Your instructions = Continue the article on the Women's Malaysian Open Squash Championships 2012 from the point where it stops.

Quoted text =
--- START ---
Details
- Event name: Malaysian Open Squash Championships 2012
- Location: Kuala Lumpur Malaysia
- Venue: National Squash Centre Bukit Jalil
- Website www.squashsite.co.uk/2009/malaysian2012.htm

Women's Winner
- Category: World Series Gold
- Prize money: $70,000
- Year: World Tour 2012

= Women's Malaysian Open Squash Championships 2012 =

The Women's Malaysian Open Squash Championships 2012 is the women's edition of the 2012 Malaysian Open Squash Championships, which is a tournament of the WSA World Series event Gold (prize money: $70,000). The event took place in Kuala Lumpur, in Malaysia, from the 12th to 15 September. Raneem El Weleily won her first Malaysian Open trophy, beating Nicol David in the final.
--- END ---
Stored records =
--- START ---
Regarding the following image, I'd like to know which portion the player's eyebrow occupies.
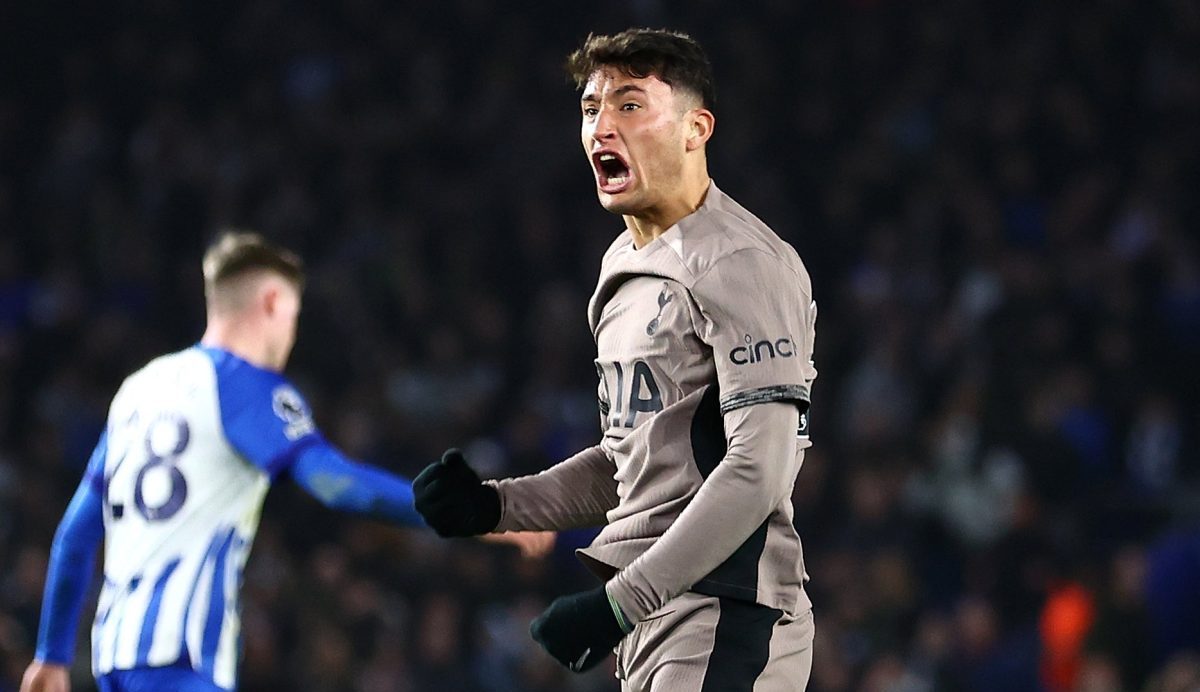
[580,84,646,101]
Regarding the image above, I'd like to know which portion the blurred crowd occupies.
[0,0,1200,692]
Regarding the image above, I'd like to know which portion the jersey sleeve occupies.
[292,441,425,526]
[35,435,108,666]
[207,347,322,480]
[692,249,816,414]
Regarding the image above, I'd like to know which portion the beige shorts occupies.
[617,591,815,692]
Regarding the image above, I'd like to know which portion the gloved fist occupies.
[413,450,500,538]
[529,586,626,673]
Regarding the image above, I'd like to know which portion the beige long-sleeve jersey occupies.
[496,183,816,621]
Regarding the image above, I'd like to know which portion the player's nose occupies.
[592,108,617,142]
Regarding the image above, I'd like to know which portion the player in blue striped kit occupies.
[22,233,549,692]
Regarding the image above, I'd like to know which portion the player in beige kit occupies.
[414,30,816,692]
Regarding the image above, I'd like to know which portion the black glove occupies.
[529,586,625,673]
[413,450,500,538]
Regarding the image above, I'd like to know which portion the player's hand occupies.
[529,586,625,673]
[20,661,71,692]
[479,531,556,559]
[413,450,500,537]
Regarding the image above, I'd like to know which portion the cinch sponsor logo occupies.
[730,335,796,366]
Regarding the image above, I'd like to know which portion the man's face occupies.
[580,67,690,216]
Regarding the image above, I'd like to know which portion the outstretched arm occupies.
[292,440,425,526]
[488,445,619,531]
[22,458,104,692]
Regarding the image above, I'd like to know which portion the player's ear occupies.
[685,108,716,151]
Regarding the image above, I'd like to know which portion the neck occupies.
[625,170,712,249]
[200,314,280,372]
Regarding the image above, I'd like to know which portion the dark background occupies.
[0,0,1200,692]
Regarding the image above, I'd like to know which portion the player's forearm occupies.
[35,480,104,664]
[488,445,617,531]
[292,444,425,526]
[608,402,799,622]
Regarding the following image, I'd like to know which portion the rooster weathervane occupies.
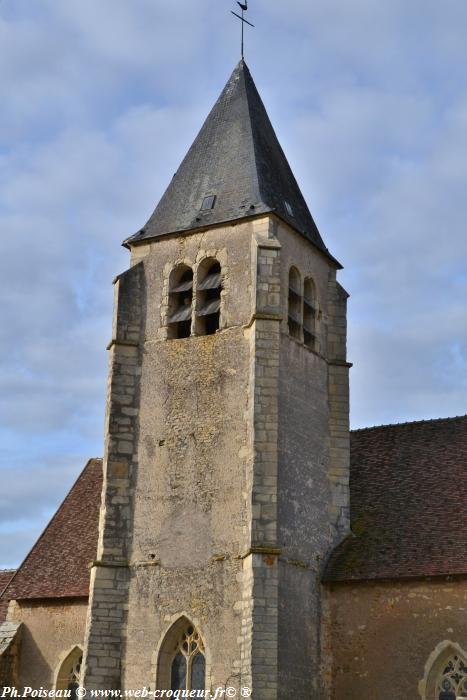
--- END ---
Final result =
==Prize money and ranking points==
For 2012, the prize purse was $70,000. The prize money and points breakdown is as follows:

Prize money Malaysian Open (2012)
| Event | W | F | SF | QF | 2R | 1R |
| Points (WSA) | 3360 | 2310 | 1365 | 735 | 365,5 | 210 |
| Prize money | $10,200 | $6,900 | $4,050 | $2,400 | $1,350 | $750 |

==Seeds==

1. MAS Nicol David (final)
2. EGY Raneem El Weleily (champion)
3. ENG Jenny Duncalf (quarterfinals)
4. ENG Laura Massaro (semifinals)
5. IRL Madeline Perry (second round)
6. HKG Annie Au (quarterfinals)
7. EGY Nour El Sherbini (quarterfinals)
8. NED Natalie Grinham (second round)
9. AUS Rachael Grinham (first round)
10. AUS Kasey Brown (second round)
11. MAS Low Wee Wern (semifinals)
12. FRA Camille Serme (second round)
13. MEX Samantha Terán (first round)
14. IND Dipika Pallikal (second round)
15. ENG Alison Waters (quarterfinals)
16. AUS Donna Urquhart (second round)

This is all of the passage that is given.